Work item:
Exact copies of all entries are needed. Pictures are to be left out.

Dataset records:
★ ★ ★ ★ ★ ★ ★

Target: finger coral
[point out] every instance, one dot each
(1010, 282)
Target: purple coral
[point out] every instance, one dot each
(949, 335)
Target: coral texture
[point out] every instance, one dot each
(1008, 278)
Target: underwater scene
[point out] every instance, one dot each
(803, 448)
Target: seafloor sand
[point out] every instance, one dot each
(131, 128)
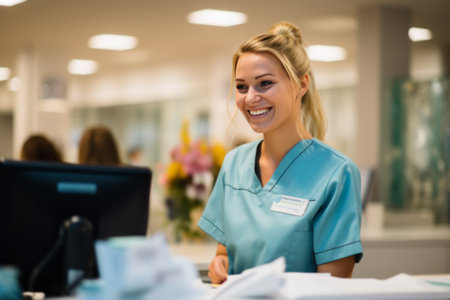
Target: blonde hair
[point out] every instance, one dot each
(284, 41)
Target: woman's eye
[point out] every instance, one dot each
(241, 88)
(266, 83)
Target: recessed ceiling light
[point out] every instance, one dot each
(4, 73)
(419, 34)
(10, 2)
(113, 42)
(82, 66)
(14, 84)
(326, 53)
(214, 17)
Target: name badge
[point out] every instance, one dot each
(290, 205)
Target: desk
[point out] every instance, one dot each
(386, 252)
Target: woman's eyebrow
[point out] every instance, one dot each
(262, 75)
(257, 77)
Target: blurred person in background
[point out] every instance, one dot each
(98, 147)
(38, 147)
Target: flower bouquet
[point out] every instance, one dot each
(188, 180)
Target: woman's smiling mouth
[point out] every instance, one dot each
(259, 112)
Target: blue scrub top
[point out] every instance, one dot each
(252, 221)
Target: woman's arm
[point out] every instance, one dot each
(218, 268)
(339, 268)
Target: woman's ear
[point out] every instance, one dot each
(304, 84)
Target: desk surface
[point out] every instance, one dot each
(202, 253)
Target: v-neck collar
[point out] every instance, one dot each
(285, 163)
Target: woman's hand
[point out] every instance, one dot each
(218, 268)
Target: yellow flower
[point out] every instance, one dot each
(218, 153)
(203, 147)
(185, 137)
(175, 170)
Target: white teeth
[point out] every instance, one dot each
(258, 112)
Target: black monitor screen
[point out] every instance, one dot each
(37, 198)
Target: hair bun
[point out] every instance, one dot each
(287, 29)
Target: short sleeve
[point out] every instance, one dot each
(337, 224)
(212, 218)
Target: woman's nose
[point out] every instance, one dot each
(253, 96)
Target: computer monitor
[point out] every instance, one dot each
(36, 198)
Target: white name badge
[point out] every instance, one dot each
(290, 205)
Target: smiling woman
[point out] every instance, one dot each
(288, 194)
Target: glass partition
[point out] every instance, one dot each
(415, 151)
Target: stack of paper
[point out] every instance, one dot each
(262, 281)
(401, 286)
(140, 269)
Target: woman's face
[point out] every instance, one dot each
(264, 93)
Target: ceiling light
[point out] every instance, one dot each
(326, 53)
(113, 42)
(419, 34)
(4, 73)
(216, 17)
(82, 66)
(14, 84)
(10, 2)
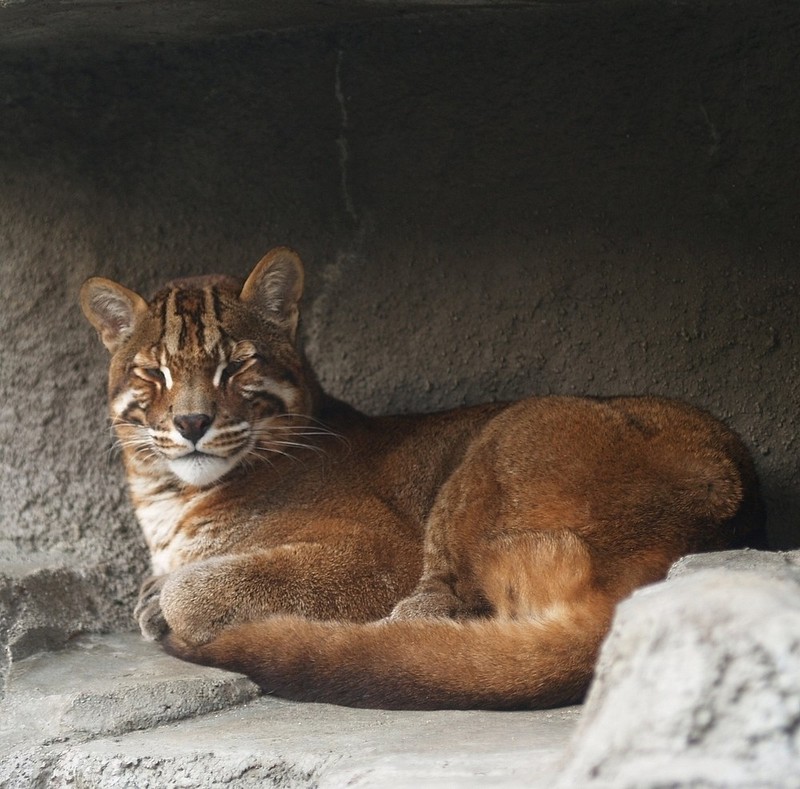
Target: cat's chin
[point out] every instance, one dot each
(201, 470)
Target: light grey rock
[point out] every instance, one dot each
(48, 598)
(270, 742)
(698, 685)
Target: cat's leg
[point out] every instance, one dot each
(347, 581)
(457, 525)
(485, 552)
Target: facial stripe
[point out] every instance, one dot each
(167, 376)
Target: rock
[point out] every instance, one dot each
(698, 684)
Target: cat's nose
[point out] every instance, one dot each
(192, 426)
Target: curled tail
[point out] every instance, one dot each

★ ★ ★ ★ ★ ★ ★

Exercise output:
Target: finger coral
[point out] every instance, one dot each
(1010, 282)
Target: purple coral
[point out] every instance, one dot each
(949, 335)
Target: coral texture
[point out] every instance, one dot each
(1008, 278)
Target: underwater scene
[point out] every instance, one dot each
(803, 448)
Target: seafloor sand
[point out] every instance, one dot each
(131, 128)
Target: blonde hair
[point out] every instance, one dot each
(284, 41)
Target: woman's eye
[point out] every instance, one dot each
(241, 88)
(266, 83)
Target: recessed ceiling light
[point out] every instance, one dot each
(4, 73)
(419, 34)
(10, 2)
(113, 42)
(82, 66)
(14, 84)
(326, 53)
(214, 17)
Target: name badge
[point out] every instance, one dot each
(290, 205)
Target: desk
[point out] every instance, one dot each
(386, 252)
Target: woman's eyebrow
[point out] every instance, one dot each
(262, 75)
(257, 77)
Target: blurred person in background
[point out] every instance, one dot each
(98, 147)
(38, 147)
Target: flower bouquet
[point out] every instance, one dot each
(188, 180)
Target: woman's smiling mouth
[point out] every instance, one dot each
(259, 112)
Target: blue scrub top
[point out] every instance, one dot each
(252, 221)
Target: woman's arm
[point out] every instance, one dot each
(218, 268)
(339, 268)
Target: woman's ear
[point out] every instance, one dot each
(304, 84)
Target: desk surface
[point out] every instance, one dot each
(202, 253)
Target: v-neck collar
[point out] every instance, one dot each
(285, 163)
Target: woman's hand
[point out] every instance, one dot each
(218, 268)
Target: yellow flower
[point out] every instance, one dot each
(218, 153)
(203, 147)
(185, 137)
(175, 170)
Target: white teeth
[point out] every instance, one dot each
(258, 112)
Target: black monitor screen
[point out] every instance, one dot each
(37, 198)
Target: hair bun
[point out] every instance, one dot each
(287, 29)
Target: short sleeve
[point out] every instance, one dot each
(337, 224)
(212, 218)
Target: woman's nose
[point out] every instance, one dot each
(253, 96)
Target: computer monitor
[point out] every instance, one dot each
(36, 198)
Target: white name badge
[point out] every instance, one dot each
(290, 205)
Target: smiling woman
[point out] every instance, one dot each
(288, 194)
Target: glass partition
[point out] every instance, one dot each
(415, 151)
Target: stack of paper
[point out] every instance, one dot each
(262, 281)
(401, 286)
(140, 269)
Target: woman's face
[point out] every instance, one dot each
(264, 93)
Target: ceiling light
[point out] every instance, one dot each
(326, 53)
(113, 42)
(419, 34)
(4, 73)
(216, 17)
(82, 66)
(14, 84)
(10, 2)
Target: cat's chin
[point out] every instance, one dot each
(201, 470)
Target: light grey rock
[point out] every instance, one dot each
(48, 598)
(270, 742)
(698, 685)
Target: cat's leg
[point out] every instance, one dot each
(347, 581)
(457, 525)
(485, 552)
Target: facial stripe
[point out] every instance, one dot each
(167, 376)
Target: rock
[point out] every instance, one dot each
(698, 684)
Target: cat's nose
[point out] every instance, one dot each
(192, 426)
Target: curled tail
[point out] every instance, one dot each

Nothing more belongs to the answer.